*** Records to use ***
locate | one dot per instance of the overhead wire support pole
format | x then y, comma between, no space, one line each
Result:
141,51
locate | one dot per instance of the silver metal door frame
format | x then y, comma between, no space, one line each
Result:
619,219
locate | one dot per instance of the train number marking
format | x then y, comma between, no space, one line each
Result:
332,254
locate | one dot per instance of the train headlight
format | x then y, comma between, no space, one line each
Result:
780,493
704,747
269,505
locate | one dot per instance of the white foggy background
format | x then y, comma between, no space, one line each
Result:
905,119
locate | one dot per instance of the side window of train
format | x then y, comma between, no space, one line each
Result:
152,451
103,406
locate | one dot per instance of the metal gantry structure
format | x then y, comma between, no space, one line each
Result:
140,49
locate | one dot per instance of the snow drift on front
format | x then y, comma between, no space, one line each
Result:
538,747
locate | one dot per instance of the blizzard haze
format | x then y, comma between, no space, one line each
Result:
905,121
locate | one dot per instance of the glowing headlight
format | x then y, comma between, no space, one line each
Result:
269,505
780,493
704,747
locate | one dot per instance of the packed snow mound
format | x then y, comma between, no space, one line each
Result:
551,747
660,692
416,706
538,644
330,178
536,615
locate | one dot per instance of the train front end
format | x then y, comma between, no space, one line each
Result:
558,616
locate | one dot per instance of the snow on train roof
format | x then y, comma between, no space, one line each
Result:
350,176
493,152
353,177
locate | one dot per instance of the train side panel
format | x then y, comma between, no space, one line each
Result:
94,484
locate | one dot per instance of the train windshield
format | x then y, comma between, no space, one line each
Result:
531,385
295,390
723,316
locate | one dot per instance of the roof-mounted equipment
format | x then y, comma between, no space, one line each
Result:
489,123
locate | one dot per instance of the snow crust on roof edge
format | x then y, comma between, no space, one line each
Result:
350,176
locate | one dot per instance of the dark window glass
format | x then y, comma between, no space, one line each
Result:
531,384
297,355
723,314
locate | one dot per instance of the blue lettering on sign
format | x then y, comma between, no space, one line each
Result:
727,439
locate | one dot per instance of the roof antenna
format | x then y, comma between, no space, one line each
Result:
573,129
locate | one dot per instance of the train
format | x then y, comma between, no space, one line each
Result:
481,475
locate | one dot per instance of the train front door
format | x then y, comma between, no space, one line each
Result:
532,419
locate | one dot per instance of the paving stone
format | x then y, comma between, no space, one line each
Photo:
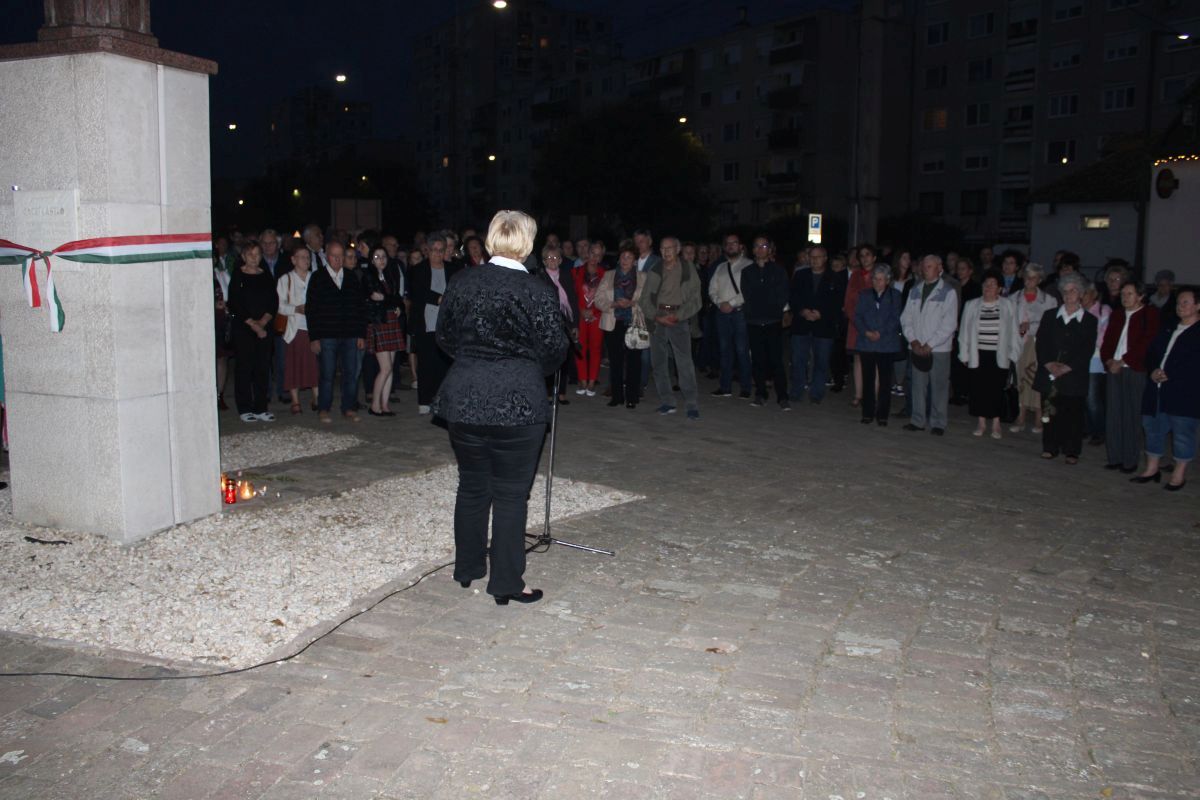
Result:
777,631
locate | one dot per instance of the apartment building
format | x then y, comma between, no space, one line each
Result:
1011,95
490,83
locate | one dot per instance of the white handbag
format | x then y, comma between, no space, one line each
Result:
637,337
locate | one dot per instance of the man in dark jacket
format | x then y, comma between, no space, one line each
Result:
815,299
336,312
765,288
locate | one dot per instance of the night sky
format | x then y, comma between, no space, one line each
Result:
269,48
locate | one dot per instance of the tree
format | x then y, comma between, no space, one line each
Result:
625,167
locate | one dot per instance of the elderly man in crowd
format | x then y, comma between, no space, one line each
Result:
929,320
670,299
336,313
725,289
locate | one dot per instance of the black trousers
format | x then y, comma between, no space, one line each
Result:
1065,431
252,368
767,356
877,400
496,470
432,365
624,366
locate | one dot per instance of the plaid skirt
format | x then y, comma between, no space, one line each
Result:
387,337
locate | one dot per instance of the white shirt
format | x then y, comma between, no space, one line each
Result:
1123,342
509,263
1078,317
336,276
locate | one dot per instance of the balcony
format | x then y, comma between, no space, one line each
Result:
786,54
784,139
780,182
789,97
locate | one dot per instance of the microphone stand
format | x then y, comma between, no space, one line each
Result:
545,539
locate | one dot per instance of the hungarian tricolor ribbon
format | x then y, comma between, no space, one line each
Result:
111,250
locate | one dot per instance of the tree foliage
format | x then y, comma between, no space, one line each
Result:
628,166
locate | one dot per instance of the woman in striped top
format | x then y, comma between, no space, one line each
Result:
988,343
*** End of Records to use ***
What to do: The answer should consist of all the records, duplicated exactly, with no images included.

The completed task:
locate | one dot per instance of the overhead wire support pole
format | x then y, comma between, no space, one line each
Result:
141,51
locate | one dot per instance of the silver metal door frame
format | x then y, comma between, no space, one line each
Result:
619,219
locate | one dot per instance of the train number marking
format | x then y, comma between, no space, one line each
Result:
332,254
locate | one dot per instance of the train headlight
format | x then y, comma between, no space, one line each
Result:
780,493
704,747
269,505
locate | one dot per instance of the white foggy background
format | x then y, comma between, no space, one line each
Result:
905,119
locate | one dot per instance of the side window of train
format | x then y, comma between, no space, one line each
Result:
152,451
103,406
locate | one dot per instance of the metal gantry structure
format | x then y, comma between, no space, one line each
Result:
140,49
locate | one dot per instance of the snow drift on front
format | x then y, comma between, no space, one line each
Result:
538,747
locate | one dot per instance of the blizzard haze
format | x then y, comma between, no space, one line each
Result:
905,121
locate | one dot per instance of the glowing headlight
format | x then y, comma between, no space, one line each
Result:
269,505
780,493
704,747
locate | one dot per instance of the packed snow mound
format | x then y, comma between, no space, one line each
Result:
551,747
660,692
416,706
538,644
330,178
536,615
locate | one dot per instance of the train front end
format | x then y, comma between, no space, one line each
Result:
558,616
locate | one dot per instance of the snow on train roof
format | x then y, comma between, no space, one line each
Result:
350,176
493,152
353,177
locate | one dot per instance of the train side panel
format | x then y, comma between, no space, one line each
Result:
94,484
locate | one dot per instance of the train windshield
format | x then y, comma between, no space, one line each
Result:
531,385
295,390
723,316
locate | one dot per instance of the roof-mounted equipment
format | x then y, comma between, no space, one line each
Result:
489,123
locate | one dot per instance of the snow crust on roof edge
format | x then y, comma between, no space, one line each
Result:
350,176
locate | one dot per instance of the dark window glass
format | x then y, comma between, no space, one line each
Result:
531,384
297,355
723,314
locate | one dot per instance of the blue lettering on sign
format | x then y, comma between, no space, one line each
Result:
727,439
locate | one dot per instance of the roof antenna
format | x then y, comma between, no space, one line each
Result:
573,129
locate | one dot per instance of the train
format | x then y, comma between, no space, one line each
Result:
481,475
locate | one dot per instance of the train front door
format | x then y, comma between, no space, one line each
Result:
532,419
locate | one dot per instance of the paving stone
format | x then y, comma between, no space, one line each
Photo:
Result:
777,631
locate | one dot per instance of the apartment building
format | x then y, comma between, no space, one line each
Result:
1011,95
490,83
locate | one dot per instance of the white handbag
format | x then y, comma between, no space, one line each
Result:
637,337
locate | one dot per instance of the man in dark jacket
format | x then y, comma between, no space, one line each
Result:
815,299
336,312
765,288
locate | one dot per instance of the night sky
format | x then y, comma between, no space, one line each
Result:
269,48
locate | one dot per instance of the tree
format | x then y, comma between, no space, one line each
Result:
625,167
locate | one dot per instance of the elderly man in crowd
format | x then y, comma between, no space, one line each
Result:
929,320
670,299
336,313
725,289
locate | one dot per instance of the black trousers
format | x then y, comma between, no space, one line each
Result:
1065,431
252,368
767,356
877,400
496,470
432,365
624,366
locate | one dot per instance of the plaid skirt
format | x then y, comma between, no space, one line each
Result:
387,337
locate | one dot per instance of the white shirt
format | x then y, comma between, no space, one line each
Result:
1123,342
509,263
1078,317
336,276
locate | one dot per instance of the balcony
format | x then y, comma between, no space, one line each
Result:
786,54
784,139
780,182
789,97
locate | one dot per instance of the microphone stand
format | x then y, comma between, no space, one line each
Result:
545,539
locate | one dot per instance of the hungarian tricolor ribbon
format | x then y, comma between, no space, one line each
Result:
111,250
locate | one dot per instance of the tree foliage
format | x then y, comma between, no space, one line each
Result:
628,166
locate | one dot per instance of the woman in striped top
format | x then y, comma between, no space, one line each
Result:
988,343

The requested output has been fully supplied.